*EXERCISE PASSAGE:*
=== Begin Enclosure ===

As to particulars of the shows, episode one contrasted Darwin’s religious upbringing with his later “scientific” views. Also experts introduced us to the modern update of Darwin’s views, the neo-Darwinian synthesis. Episode two described major supposed developments (great transformations) in earth history. Among the issues discussed were whale evolution, invasion of the land, the Cambrian explosion and the search for a genetic explanation for all the above. Episode three described extinction events. Episode four concentrated on interactions between populations of organisms. Episode five concentrated on sex. Episode six speculated on the emergence of the human brain and episode seven asked “What about God?”

=== End Enclosure ===

*AVAILABLE DATA:*

=== Begin Enclosure ===

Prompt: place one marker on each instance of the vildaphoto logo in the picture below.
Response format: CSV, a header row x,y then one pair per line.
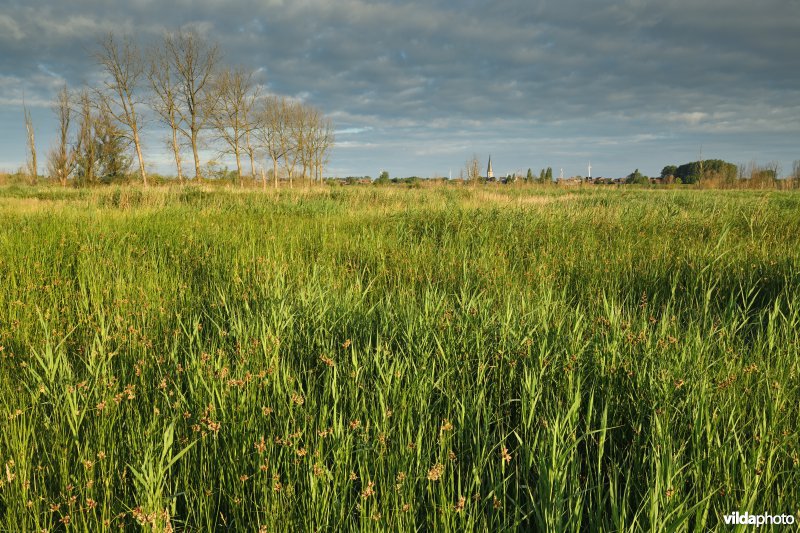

=== End Enclosure ===

*EXERCISE TASKS:*
a) Translate this sentence from the passage on the evolution series into Spanish: "Episode two described major supposed developments (great transformations) in earth history."
b) According to the passage on the evolution series, what did episode three describe?
c) Carry on the passage on the evolution series from its last sentence.
The data has no connection to the passage on the evolution series.

*PER-TASK ANSWERS:*
a) El episodio dos describió importantes supuestos desarrollos (grandes transformaciones) en la historia de la Tierra.

b) Extinction events.

c)
As far as discussion of content is concerned, everyone is encouraged to download the Discovery Institute’s 151 page guide “Getting the Facts Straight” for themselves (or persuade a friend who has internet access to do so for you). This guide not only includes commentary but also a teachers’ guide to enable teachers and students to separate fact from speculation. It is impossible to reduce all the details covered in eight hours of viewing time to a few lines of text. However in general it can be said that the TV script neglected to mention evidence contrary to the evolutionary position and any scientific views which are contrary to standard evolution theory. Moreover the series most astonishingly seemed fixated on religion. The message appeared to be that religion was O.K. as long as it did not contradict evolution theory. Sole funding for the series and advertising was Clear Blue Sky Productions, owned by Microsoft Corp. co-founder Paul Allen. It is interesting that one man can have such an effect on broadcasting. And anyone in North America, whether in the United States or Canada, should ask ourselves whether we will allow this blatant propaganda to influence us.